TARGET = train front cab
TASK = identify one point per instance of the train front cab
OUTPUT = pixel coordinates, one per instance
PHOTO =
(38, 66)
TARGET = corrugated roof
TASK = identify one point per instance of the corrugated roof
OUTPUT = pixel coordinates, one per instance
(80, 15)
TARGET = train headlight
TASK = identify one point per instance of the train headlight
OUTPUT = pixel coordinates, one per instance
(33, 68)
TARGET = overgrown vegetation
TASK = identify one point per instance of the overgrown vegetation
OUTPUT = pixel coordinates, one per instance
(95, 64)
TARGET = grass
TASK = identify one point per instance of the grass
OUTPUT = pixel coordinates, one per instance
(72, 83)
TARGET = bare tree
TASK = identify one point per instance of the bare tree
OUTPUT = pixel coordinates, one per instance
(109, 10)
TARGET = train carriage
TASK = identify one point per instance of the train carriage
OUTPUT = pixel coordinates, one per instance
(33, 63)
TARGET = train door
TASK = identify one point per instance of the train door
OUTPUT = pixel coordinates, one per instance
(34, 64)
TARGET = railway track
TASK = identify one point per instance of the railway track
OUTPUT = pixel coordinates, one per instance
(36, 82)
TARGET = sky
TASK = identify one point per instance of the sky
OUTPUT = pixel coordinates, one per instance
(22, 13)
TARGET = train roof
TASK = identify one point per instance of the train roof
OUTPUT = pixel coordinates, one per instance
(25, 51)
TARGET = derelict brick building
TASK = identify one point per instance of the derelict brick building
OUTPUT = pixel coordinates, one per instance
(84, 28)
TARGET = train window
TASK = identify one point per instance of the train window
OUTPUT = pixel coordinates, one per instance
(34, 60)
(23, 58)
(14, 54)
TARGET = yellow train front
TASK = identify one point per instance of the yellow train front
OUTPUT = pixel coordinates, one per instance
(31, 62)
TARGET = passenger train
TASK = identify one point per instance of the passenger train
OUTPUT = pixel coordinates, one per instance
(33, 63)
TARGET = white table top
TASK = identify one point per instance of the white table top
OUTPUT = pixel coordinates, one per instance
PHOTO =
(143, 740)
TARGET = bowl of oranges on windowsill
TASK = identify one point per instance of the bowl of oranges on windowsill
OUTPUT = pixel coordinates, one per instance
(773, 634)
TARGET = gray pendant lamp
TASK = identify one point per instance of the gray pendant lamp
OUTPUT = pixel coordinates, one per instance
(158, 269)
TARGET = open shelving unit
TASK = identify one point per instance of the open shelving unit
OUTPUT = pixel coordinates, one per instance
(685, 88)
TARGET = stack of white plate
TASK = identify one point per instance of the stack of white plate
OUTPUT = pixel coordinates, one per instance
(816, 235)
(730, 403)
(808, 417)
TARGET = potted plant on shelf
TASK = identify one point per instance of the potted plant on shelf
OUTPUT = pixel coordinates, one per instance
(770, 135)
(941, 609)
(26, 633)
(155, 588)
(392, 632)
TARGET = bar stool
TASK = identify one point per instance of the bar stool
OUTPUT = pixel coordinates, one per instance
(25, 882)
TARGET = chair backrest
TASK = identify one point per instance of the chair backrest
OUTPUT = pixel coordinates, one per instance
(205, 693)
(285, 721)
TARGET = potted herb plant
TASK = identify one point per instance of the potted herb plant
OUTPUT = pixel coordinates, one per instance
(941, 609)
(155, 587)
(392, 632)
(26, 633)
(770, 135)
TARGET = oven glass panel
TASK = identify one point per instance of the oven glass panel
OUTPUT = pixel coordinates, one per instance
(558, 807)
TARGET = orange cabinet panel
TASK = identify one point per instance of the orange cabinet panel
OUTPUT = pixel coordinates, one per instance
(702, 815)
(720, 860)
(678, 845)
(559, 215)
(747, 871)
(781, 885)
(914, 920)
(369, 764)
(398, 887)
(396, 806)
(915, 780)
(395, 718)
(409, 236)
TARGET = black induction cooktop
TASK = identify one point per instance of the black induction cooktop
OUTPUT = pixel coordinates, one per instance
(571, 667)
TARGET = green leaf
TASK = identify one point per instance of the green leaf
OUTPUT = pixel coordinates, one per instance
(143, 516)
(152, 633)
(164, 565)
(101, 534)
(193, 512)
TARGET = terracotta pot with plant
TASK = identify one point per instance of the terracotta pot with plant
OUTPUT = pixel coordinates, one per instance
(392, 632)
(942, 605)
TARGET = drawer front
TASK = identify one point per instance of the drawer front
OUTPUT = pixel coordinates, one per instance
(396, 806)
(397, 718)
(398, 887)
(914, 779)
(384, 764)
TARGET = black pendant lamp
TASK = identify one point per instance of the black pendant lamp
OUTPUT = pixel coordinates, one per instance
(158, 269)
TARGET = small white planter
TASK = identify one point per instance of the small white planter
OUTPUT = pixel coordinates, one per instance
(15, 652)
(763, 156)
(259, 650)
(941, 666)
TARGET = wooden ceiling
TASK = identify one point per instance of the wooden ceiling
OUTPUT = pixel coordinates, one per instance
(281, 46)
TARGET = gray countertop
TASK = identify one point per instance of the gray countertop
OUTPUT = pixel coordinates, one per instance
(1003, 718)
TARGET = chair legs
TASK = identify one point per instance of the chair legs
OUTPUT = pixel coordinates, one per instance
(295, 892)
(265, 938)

━━━━━━━━━━

[What to do]: Copy the entire listing above verbatim, from its first line through its last.

[The reply]:
TARGET = train front cab
TASK = identify one point per instance of the train front cab
OUTPUT = pixel coordinates, one per instance
PHOTO =
(38, 66)
TARGET = corrugated roof
TASK = identify one point per instance of the corrugated roof
OUTPUT = pixel coordinates, one per instance
(80, 15)
TARGET = train headlight
TASK = identify one point per instance of the train headlight
OUTPUT = pixel coordinates, one per instance
(33, 68)
TARGET = overgrown vegetation
TASK = identify one point per instance of the overgrown vegetation
OUTPUT = pixel coordinates, one per instance
(95, 64)
TARGET = grass
TASK = identify one point per instance of the grass
OUTPUT = pixel coordinates, one per instance
(72, 83)
TARGET = bare tree
TASK = identify one point per instance of the bare tree
OUTPUT = pixel coordinates, one per instance
(109, 10)
TARGET = train carriage
TASK = identify one point per instance of the train carriage
OUTPUT = pixel coordinates, one per instance
(33, 63)
TARGET = train door
TASK = identify one point per instance of the train door
OUTPUT = pixel coordinates, one per instance
(34, 64)
TARGET = railway track
TASK = identify one point per instance of the railway track
OUTPUT = pixel coordinates, one per instance
(36, 82)
TARGET = sky
TASK = identify one point per instance of the sky
OUTPUT = pixel coordinates, one per instance
(22, 13)
TARGET = train roof
TASK = identify one point per instance of the train roof
OUTPUT = pixel coordinates, one per instance
(25, 51)
TARGET = derelict brick building
TASK = identify one point per instance of the derelict brick building
OUTPUT = pixel coordinates, one per instance
(84, 28)
TARGET = train window
TASK = identify one point per instance of the train window
OUTPUT = pixel coordinates, one per instance
(34, 60)
(23, 58)
(14, 54)
TARGET = yellow train front
TASK = identify one point per instance of the yellow train front
OUTPUT = pixel coordinates, one per instance
(31, 62)
TARGET = passenger train
TASK = identify one point per instance of the passenger train
OUTPUT = pixel coordinates, one per instance
(33, 63)
TARGET = white table top
TASK = identify one point per instance of the white table top
OUTPUT = pixel coordinates, one per instance
PHOTO =
(143, 740)
TARGET = bowl of oranges on windowsill
TASK = identify one point per instance of the bowl of oranges on windowsill
OUTPUT = pixel coordinates, one per instance
(773, 634)
TARGET = gray pendant lamp
TASK = identify one point per instance of the gray pendant lamp
OUTPUT = pixel coordinates, one per instance
(158, 269)
TARGET = open shelving unit
TASK = identify one point per instance of the open shelving unit
OUTPUT = pixel coordinates, one per instance
(685, 88)
TARGET = stack of white plate
TASK = identify one point per instance of the stack of white plate
OUTPUT = pixel coordinates, one per instance
(816, 235)
(730, 403)
(808, 417)
TARGET = potted plant on shelf
TASK = identify one point per instance of the potted plant on shelf
OUTPUT = pixel coordinates, one per instance
(770, 135)
(941, 609)
(26, 633)
(155, 588)
(392, 632)
TARGET = bar stool
TASK = identify one point per instance of the bar stool
OUTPUT = pixel coordinates, one per instance
(25, 882)
TARGET = chair backrest
TASK = identify one point per instance of the chair backrest
OUTPUT = pixel coordinates, one per instance
(205, 693)
(285, 721)
TARGET = potted herb plant
TASK = identify one point per instance of the potted herb plant
OUTPUT = pixel coordinates, one per instance
(941, 609)
(155, 587)
(392, 632)
(26, 633)
(770, 135)
TARGET = oven glass panel
TASK = identify one point per instance of the oven glass panel
OUTPUT = pixel coordinates, one per instance
(558, 807)
TARGET = orange cabinet panel
TASK = identify one point per instance of the orange cabinet panel
OUTPUT = pixel coordinates, one per instance
(702, 815)
(720, 860)
(678, 845)
(559, 215)
(747, 871)
(781, 885)
(914, 920)
(369, 764)
(398, 887)
(396, 806)
(915, 780)
(395, 718)
(409, 236)
TARGET = black induction cooktop
TASK = identify one point per instance of the black induction cooktop
OUTPUT = pixel coordinates, one per instance
(571, 667)
TARGET = green leaf
TASK = identify one point per instance of the green leaf
OUTPUT = pixel coordinates, one per instance
(143, 516)
(152, 633)
(164, 565)
(101, 534)
(193, 512)
TARGET = terracotta pot with plant
TASK = identify one point per instance of the terracotta pot with plant
OUTPUT = pixel coordinates, one per instance
(392, 632)
(942, 605)
TARGET = drawer front
TASK = identify one point per instance of the drawer front
OUTPUT = pixel coordinates, one per instance
(396, 806)
(397, 718)
(398, 887)
(914, 779)
(384, 764)
TARGET = black pendant lamp
TASK = identify one point per instance of the black pendant lamp
OUTPUT = pixel coordinates, one per instance
(158, 269)
TARGET = small white planter
TASK = identify one point per instance of the small white planter
OUTPUT = pixel coordinates, one per instance
(15, 652)
(763, 156)
(259, 650)
(941, 666)
TARGET = wooden ceiling
TASK = identify one point per instance of the wooden ceiling
OUTPUT = pixel coordinates, one per instance
(281, 46)
TARGET = gray countertop
TASK = identify one point per instance of the gray countertop
OUTPUT = pixel coordinates, one per instance
(1003, 718)
TARGET = chair legs
TASK = identify one point per instance of the chair legs
OUTPUT = pixel coordinates, one per instance
(295, 892)
(265, 938)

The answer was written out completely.